→ **OBJECTIVE**:
Copy each line exactly. Leave nothing out.

-*-

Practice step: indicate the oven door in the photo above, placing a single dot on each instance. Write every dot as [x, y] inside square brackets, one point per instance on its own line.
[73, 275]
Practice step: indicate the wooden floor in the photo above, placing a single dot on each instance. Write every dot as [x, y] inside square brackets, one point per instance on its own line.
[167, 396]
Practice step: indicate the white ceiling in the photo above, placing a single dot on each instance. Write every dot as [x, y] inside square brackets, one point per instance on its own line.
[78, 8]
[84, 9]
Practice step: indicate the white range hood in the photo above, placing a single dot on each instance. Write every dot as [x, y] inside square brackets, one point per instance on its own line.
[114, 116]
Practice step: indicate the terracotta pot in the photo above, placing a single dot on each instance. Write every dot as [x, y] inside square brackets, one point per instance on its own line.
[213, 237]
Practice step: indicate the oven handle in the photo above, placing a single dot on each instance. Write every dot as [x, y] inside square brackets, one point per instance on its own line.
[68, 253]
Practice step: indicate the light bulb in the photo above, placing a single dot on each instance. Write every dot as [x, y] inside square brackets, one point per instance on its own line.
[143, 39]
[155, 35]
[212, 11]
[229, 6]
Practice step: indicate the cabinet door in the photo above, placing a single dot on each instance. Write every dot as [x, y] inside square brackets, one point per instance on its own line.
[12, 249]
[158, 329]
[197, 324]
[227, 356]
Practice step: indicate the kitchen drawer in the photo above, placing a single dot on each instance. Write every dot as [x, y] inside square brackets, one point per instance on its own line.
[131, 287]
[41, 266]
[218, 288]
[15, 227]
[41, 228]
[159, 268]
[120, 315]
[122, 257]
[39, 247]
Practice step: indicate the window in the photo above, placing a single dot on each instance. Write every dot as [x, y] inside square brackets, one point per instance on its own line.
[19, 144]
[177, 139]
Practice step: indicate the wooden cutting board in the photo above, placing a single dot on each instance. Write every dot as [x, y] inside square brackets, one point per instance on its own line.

-*-

→ **SOLUTION BELOW**:
Practice step: indicate the oven door in the photo above, placing a single dot on each instance. Write every dot as [x, y] inside square brackets, one point per instance on its own line.
[73, 275]
Practice step: indicate the wooden floor in the photo above, placing a single dot on each instance. Write every dot as [x, y] inside square brackets, one point per instance on its own line.
[167, 396]
Practice step: indicate the white ceiling in the photo above, placing a single dot on each instance. Write every dot as [x, y] inside square brackets, one point per instance on its own line.
[78, 8]
[84, 9]
Practice step: indicate the white range hood in the photo above, placing a single dot on each instance. Write every dot as [x, y] inside square brackets, one point per instance on its own line.
[114, 116]
Practice step: indicate the terracotta pot in the photo above, placing a single dot on each instance. Write every dot as [x, y] inside square brackets, one point per instance on its own line.
[213, 237]
Practice step: indicate the oven handle in the photo above, placing a single dot on each instance. Write every dot as [x, y] inside square brackets, one point per instance on its own line.
[68, 253]
Practice step: indicate the light bulb in the photo above, placing a single dot on each instance. Write every dot as [x, y] inside square brackets, one point per instance on its own line.
[143, 39]
[155, 35]
[212, 11]
[229, 6]
Practice step: indicate the cabinet door in the photo above, placing a single dot on each instance. Write every dot as [x, y] inside square brackets, one point per instance on its own line.
[12, 249]
[158, 329]
[197, 324]
[227, 356]
Practice step: indicate the kitchen drawer in the photo above, placing a single dot on each instance. Write every dot as [x, y] inside square brackets, one point per instance on its own line.
[131, 287]
[41, 266]
[218, 288]
[15, 227]
[41, 228]
[159, 268]
[120, 315]
[122, 257]
[39, 247]
Practice step: indicate the window in the photo above, placing a single dot on each instance. Write every dot as [x, y] inside square brackets, one point per instance on its own line.
[19, 144]
[177, 139]
Practice step: indicate the wooden cutting board in the photo above, placing a single dot on each instance. Write every dot as [x, y] inside square brackets, one point per instance on its own line.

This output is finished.